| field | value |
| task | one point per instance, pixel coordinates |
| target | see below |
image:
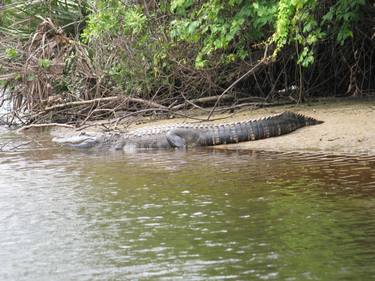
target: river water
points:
(183, 215)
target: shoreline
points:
(348, 128)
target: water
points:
(195, 215)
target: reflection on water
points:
(176, 215)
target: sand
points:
(348, 128)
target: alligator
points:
(191, 135)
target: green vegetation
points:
(178, 50)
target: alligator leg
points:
(175, 140)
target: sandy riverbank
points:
(348, 128)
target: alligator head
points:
(83, 140)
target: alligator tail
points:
(271, 126)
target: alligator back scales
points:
(190, 135)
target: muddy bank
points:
(348, 128)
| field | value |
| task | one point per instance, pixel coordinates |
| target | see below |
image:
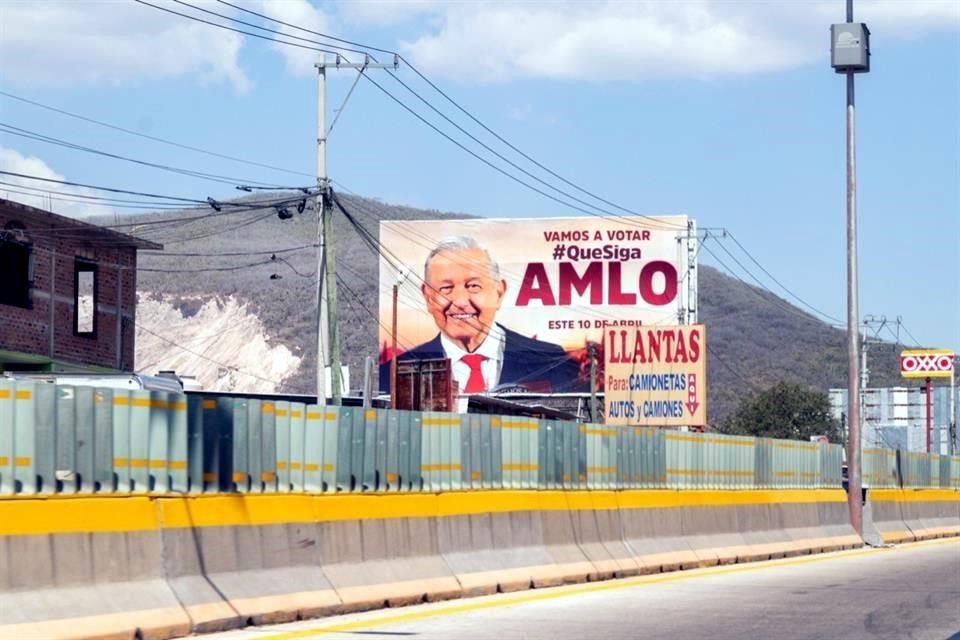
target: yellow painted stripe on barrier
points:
(441, 422)
(793, 445)
(57, 515)
(77, 515)
(440, 467)
(17, 462)
(507, 424)
(914, 495)
(600, 432)
(707, 472)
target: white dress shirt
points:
(492, 348)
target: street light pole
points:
(850, 54)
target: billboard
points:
(514, 303)
(926, 363)
(656, 376)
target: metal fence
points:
(893, 468)
(64, 439)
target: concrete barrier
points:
(85, 581)
(164, 566)
(385, 562)
(904, 515)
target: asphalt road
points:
(907, 592)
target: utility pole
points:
(850, 54)
(328, 351)
(592, 357)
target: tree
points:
(785, 410)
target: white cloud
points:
(30, 192)
(57, 42)
(628, 41)
(303, 14)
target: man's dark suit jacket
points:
(537, 366)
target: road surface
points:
(906, 592)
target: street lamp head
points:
(850, 47)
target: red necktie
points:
(475, 383)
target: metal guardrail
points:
(64, 439)
(892, 468)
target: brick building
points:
(63, 285)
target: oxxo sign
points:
(926, 363)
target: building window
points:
(85, 298)
(15, 263)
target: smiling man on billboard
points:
(463, 290)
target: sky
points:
(726, 111)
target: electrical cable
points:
(419, 117)
(444, 95)
(154, 138)
(773, 299)
(212, 177)
(166, 254)
(782, 286)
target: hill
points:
(246, 320)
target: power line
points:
(446, 96)
(412, 111)
(111, 190)
(213, 177)
(228, 28)
(773, 299)
(155, 138)
(782, 286)
(166, 254)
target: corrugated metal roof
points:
(75, 229)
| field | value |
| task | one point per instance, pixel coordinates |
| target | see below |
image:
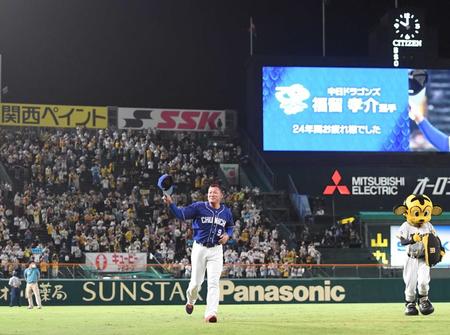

* [Problem to solve] Copy all of the lines above, changing every "alligator" to "crocodile" and leaving everything else as it is. Omit the pictures from your answer.

* [The solution]
| field | value |
| task | one point per instance, pixel coordinates |
| target | see below |
image:
target: river water
points:
(183, 215)
target: shoreline
points:
(348, 128)
target: water
points:
(195, 215)
target: reflection on water
points:
(176, 215)
target: sand
points:
(348, 128)
target: crocodile
points:
(191, 135)
target: green vegetation
points:
(178, 50)
target: crocodile leg
points:
(175, 140)
target: sandy riverbank
points:
(348, 128)
target: crocodile head
points:
(83, 140)
target: crocodile tail
points:
(271, 126)
target: crocodile back scales
points:
(190, 135)
target: muddy bank
points:
(348, 128)
| field | value |
| task | one point per instance, pixel coordinates |
| target | see below |
image:
target: yellow painted stripe on barrier
points:
(441, 422)
(793, 445)
(57, 515)
(77, 515)
(440, 467)
(17, 462)
(507, 424)
(914, 495)
(600, 432)
(707, 472)
target: white dress shirt
points:
(492, 348)
target: street light pole
points:
(850, 54)
target: billboard
points:
(514, 303)
(926, 363)
(656, 376)
target: metal fence
points:
(893, 468)
(64, 439)
target: concrete barrier
points:
(85, 581)
(164, 566)
(385, 562)
(904, 515)
target: asphalt road
points:
(907, 592)
target: utility pole
points:
(850, 54)
(328, 351)
(592, 357)
target: tree
points:
(785, 410)
target: white cloud
points:
(30, 192)
(57, 42)
(628, 41)
(303, 14)
target: man's dark suit jacket
points:
(537, 366)
target: road surface
points:
(906, 592)
target: street lamp head
points:
(850, 47)
target: red necktie
points:
(475, 383)
target: metal guardrail
points:
(64, 439)
(892, 468)
target: brick building
points:
(63, 285)
target: oxxo sign
points:
(926, 363)
target: building window
points:
(85, 298)
(15, 263)
target: smiling man on billboard
points:
(463, 290)
target: sky
points:
(726, 111)
target: electrical cable
points:
(419, 117)
(444, 95)
(154, 138)
(773, 299)
(212, 177)
(166, 254)
(782, 286)
target: hill
points:
(246, 320)
target: power line
points:
(446, 96)
(412, 111)
(111, 190)
(213, 177)
(228, 28)
(773, 299)
(155, 138)
(782, 286)
(166, 254)
target: corrugated metal roof
points:
(75, 229)
| field | value |
| task | one point per instance, pixel coordinates |
| target | see below |
image:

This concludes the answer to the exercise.